Work request 1: According to the article on the Chincoteague clam chowder outbreak, how many known outbreak victims were there as of Wednesday?
Work request 2: Continue the article on the Chincoteague clam chowder outbreak, starting after its final paragraph.

Provided passage:
────────────────────
A specific restaurant has been identified as the source of clam chowder responsible for a Salmonella javiana outbreak among people who attended a cook-off on the Virginia barrier island of Chincoteague.
Laboratory testing found the outbreak strain of the bacteria in a sample of chowder prepared by a restaurant identified only as “Crab Shack” by local and state health officials. The address of the implicated restaurant was not provided.
As of Wednesday, local health officials reported a 10 percent hospitalization rate among the 180 known outbreak victims. The sick people are spread across at least nine states.
“The Division of Consolidated Laboratory Services (DCLS) in Richmond, VA, first identified Salmonella javiana in human specimens that were submitted by healthcare providers and health officials (who collected them) from event attendees who reported gastro-intestinal illness,” according to an outbreak update posted by the Virginia Department of Health.
“Now, DCLS has identified Salmonella javiana in a sample of Crab Shack Clam Chowder that was obtained from an attendee served during the event, consistent with the exposure results of the online attendee survey. Approximately 500 survey responses, from both ill and non-ill attendees, were recorded in 18 days.”
────────────────────
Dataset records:
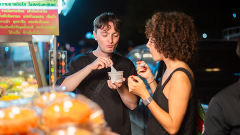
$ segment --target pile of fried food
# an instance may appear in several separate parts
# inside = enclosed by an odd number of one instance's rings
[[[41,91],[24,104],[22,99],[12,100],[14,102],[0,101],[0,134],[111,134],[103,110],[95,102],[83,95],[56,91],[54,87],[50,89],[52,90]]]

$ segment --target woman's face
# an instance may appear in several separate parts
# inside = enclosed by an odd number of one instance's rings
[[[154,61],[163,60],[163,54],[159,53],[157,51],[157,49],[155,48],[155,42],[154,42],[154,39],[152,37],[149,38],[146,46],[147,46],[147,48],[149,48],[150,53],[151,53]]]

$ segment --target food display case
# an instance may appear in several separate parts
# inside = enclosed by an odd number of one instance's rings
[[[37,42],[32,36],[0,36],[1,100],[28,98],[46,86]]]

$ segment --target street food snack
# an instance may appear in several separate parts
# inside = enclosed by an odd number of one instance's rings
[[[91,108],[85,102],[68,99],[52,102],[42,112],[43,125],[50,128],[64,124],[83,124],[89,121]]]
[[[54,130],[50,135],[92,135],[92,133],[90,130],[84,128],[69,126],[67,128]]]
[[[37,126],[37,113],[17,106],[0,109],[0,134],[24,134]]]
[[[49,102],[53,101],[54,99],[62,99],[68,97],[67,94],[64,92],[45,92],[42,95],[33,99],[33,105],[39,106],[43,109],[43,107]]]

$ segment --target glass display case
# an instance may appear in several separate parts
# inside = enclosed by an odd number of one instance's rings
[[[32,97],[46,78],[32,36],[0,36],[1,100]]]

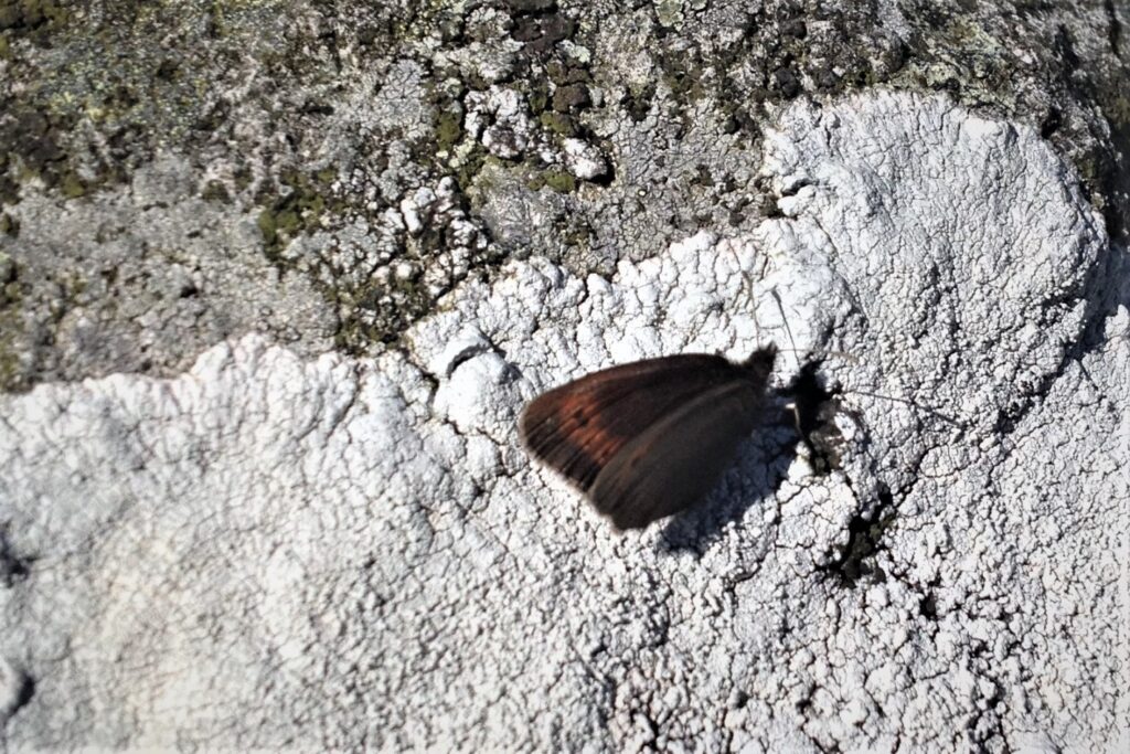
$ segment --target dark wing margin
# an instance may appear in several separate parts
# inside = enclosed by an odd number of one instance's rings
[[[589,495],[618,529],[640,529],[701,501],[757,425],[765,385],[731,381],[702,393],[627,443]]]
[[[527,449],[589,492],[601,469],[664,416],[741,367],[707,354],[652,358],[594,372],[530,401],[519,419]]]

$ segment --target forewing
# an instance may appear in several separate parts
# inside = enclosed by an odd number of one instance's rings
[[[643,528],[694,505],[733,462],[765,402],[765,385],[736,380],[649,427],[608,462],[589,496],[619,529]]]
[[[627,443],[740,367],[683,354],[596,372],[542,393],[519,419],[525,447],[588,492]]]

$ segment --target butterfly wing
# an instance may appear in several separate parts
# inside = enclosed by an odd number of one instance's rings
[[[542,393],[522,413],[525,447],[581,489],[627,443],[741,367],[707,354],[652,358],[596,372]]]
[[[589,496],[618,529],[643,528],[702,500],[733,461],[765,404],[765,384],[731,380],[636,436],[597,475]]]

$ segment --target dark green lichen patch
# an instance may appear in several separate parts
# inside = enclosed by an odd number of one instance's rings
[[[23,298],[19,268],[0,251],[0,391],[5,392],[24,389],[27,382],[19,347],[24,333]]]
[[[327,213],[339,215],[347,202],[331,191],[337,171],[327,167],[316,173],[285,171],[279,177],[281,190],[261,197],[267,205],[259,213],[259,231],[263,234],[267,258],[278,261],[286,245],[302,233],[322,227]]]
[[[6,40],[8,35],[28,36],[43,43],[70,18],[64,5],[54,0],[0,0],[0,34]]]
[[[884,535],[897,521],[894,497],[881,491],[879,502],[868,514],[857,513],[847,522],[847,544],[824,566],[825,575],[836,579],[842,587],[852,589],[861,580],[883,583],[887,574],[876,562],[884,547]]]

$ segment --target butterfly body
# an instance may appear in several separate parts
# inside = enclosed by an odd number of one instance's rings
────────────────────
Answer box 1: 180

Answer box 2:
A pubic information officer for the department said Wednesday that public health officials had been in communication with the operators of the implicated restaurant, but he declined to provide specific details. He said the final report on the outbreak is expected to be completed in the next 30 days.
Several restaurants on Chincoteague Island — best known for its wild ponies made famous by Marguerite Henry’s book “Misty of Chincoteague” — have “Crab Shack” in their names.
Five chowder vendors are listed in the public health survey posted by outbreak investigators:
- Andy Suchoski
- Anne Cairns
- Chincoteague High School
- The Crab Shack
- Don’s Seafood
Officials estimate 2,000 to 2,500 people attended the Sept. 30 event, which was the 18th annual Chincoteague Volunteer Fire Company’s Chowder and Chili Cook-off. The wife of one attendee reported on the Chincoteague Island Locals and Guests Facebook page that lab tests showed her husband positive for E. coli and Salmonella.
Health officials are still waiting on test results for samples collected as part of the outbreak investigation.